▸ **What is expected**: Rewrite the data below, changing every "pixel marker" to "point" and leaving everything else as it is.
:: Data extract ::
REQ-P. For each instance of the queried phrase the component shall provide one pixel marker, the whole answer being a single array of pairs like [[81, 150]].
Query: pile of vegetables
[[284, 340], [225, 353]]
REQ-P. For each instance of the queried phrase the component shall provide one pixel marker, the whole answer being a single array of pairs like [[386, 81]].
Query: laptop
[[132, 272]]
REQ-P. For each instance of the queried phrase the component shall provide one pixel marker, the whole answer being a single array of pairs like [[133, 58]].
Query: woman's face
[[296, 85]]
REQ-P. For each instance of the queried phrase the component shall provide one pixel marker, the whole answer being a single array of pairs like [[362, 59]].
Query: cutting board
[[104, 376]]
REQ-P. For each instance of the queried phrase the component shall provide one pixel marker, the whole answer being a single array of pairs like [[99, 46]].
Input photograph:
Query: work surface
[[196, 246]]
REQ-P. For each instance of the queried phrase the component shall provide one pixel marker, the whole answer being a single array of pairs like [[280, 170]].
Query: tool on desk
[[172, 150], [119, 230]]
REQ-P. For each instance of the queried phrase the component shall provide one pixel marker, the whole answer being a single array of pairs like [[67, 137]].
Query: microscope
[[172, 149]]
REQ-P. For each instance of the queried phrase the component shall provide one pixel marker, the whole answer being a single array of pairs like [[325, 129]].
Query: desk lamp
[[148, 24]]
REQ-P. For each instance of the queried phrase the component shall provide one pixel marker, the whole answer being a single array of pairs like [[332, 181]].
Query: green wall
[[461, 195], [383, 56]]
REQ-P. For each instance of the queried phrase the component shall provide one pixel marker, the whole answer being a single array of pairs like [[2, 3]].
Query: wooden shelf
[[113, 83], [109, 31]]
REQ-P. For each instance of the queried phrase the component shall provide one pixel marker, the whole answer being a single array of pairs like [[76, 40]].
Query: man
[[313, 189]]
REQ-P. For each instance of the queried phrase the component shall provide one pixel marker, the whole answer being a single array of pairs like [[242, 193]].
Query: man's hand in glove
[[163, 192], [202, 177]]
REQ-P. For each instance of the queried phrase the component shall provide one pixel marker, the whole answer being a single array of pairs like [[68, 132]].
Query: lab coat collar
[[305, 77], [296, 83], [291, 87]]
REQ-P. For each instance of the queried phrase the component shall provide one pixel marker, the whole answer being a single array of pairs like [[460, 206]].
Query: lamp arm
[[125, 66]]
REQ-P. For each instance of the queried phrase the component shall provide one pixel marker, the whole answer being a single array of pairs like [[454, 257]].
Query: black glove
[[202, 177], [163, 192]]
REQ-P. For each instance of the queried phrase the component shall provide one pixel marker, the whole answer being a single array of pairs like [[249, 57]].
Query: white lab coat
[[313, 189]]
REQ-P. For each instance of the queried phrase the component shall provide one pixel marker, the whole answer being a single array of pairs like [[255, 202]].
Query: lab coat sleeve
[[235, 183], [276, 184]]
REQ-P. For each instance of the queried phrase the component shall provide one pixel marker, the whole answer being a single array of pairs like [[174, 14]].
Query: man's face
:::
▸ **Task solution**:
REQ-P. For each instance of the queried phrase the component shall provide one point, the whole answer being a single array of pairs like [[81, 150]].
Query: pile of vegetables
[[284, 340], [225, 353]]
REQ-P. For each instance of the queried phrase the component shall provide one point, the whole answer being a single array of pairs like [[386, 81]].
Query: laptop
[[132, 272]]
REQ-P. For each instance of the queried phrase the component shall provide one point, the whole answer being a single array of pairs like [[133, 58]].
Query: woman's face
[[296, 85]]
REQ-P. For each instance of the queried phrase the component shall provide one point, the whole answer being a single array of pairs like [[362, 59]].
Query: cutting board
[[104, 376]]
REQ-P. For each instance of the queried phrase the component shall provide one point, the whole answer being a single array of pairs like [[99, 46]].
Input photograph:
Query: work surface
[[196, 246]]
REQ-P. For each instance of the queried phrase the component shall provide one point, the whole answer being a single array of pairs like [[280, 170]].
Query: tool on desk
[[172, 150], [119, 230]]
REQ-P. For each instance of the queried phrase the component shall provide one point, the whole answer being a single array of pairs like [[67, 137]].
Query: microscope
[[172, 149]]
REQ-P. For each instance of the queried phrase the component shall provide one point, the whole answer being a single array of pairs like [[325, 129]].
Query: desk lamp
[[148, 24]]
REQ-P. For each instance of the queried phrase the component shall provide one point, the whole answer being a single array of pairs like [[332, 181]].
Query: green wall
[[461, 195], [383, 56]]
REQ-P. For each instance of the queried phrase the component shall provide one point, the whole answer being a single array of pairs like [[2, 3]].
Query: wooden shelf
[[113, 83], [109, 31]]
REQ-P. For each instance of the queried phrase the component shall provide one point, the whole answer being a single array of pairs like [[76, 40]].
Query: man
[[313, 189]]
REQ-P. For each instance of the queried phrase the component shall provide one point, the whole answer being a single array of pairs like [[242, 193]].
Query: man's hand in glove
[[163, 192], [202, 177]]
REQ-P. For each instance of the queried phrase the component shall provide one point, the whole answer being a single array of pairs like [[68, 132]].
Query: lab coat collar
[[305, 77], [296, 83], [291, 87]]
REQ-P. For each instance of the queried phrase the component shall provide one point, the whole answer being a single array of pairs like [[460, 206]].
Query: lamp arm
[[125, 66]]
REQ-P. For each instance of the queried phrase the component shall provide one point, the whole answer being a single array of pairs like [[454, 257]].
Query: black glove
[[202, 177], [163, 192]]
REQ-P. For each instance of the queried phrase the component shall provide one point, the whole answer being a single array of pairs like [[249, 57]].
Query: white lab coat
[[313, 189]]
REQ-P. For each instance of the queried phrase the component shall provide one point, the whole answer being a single array of pairs like [[255, 202]].
Query: lab coat sleeve
[[235, 183], [276, 184]]
REQ-P. For each instance of the queried phrase the component shall provide one point, the whole answer being a single array of pairs like [[174, 14]].
Query: man's face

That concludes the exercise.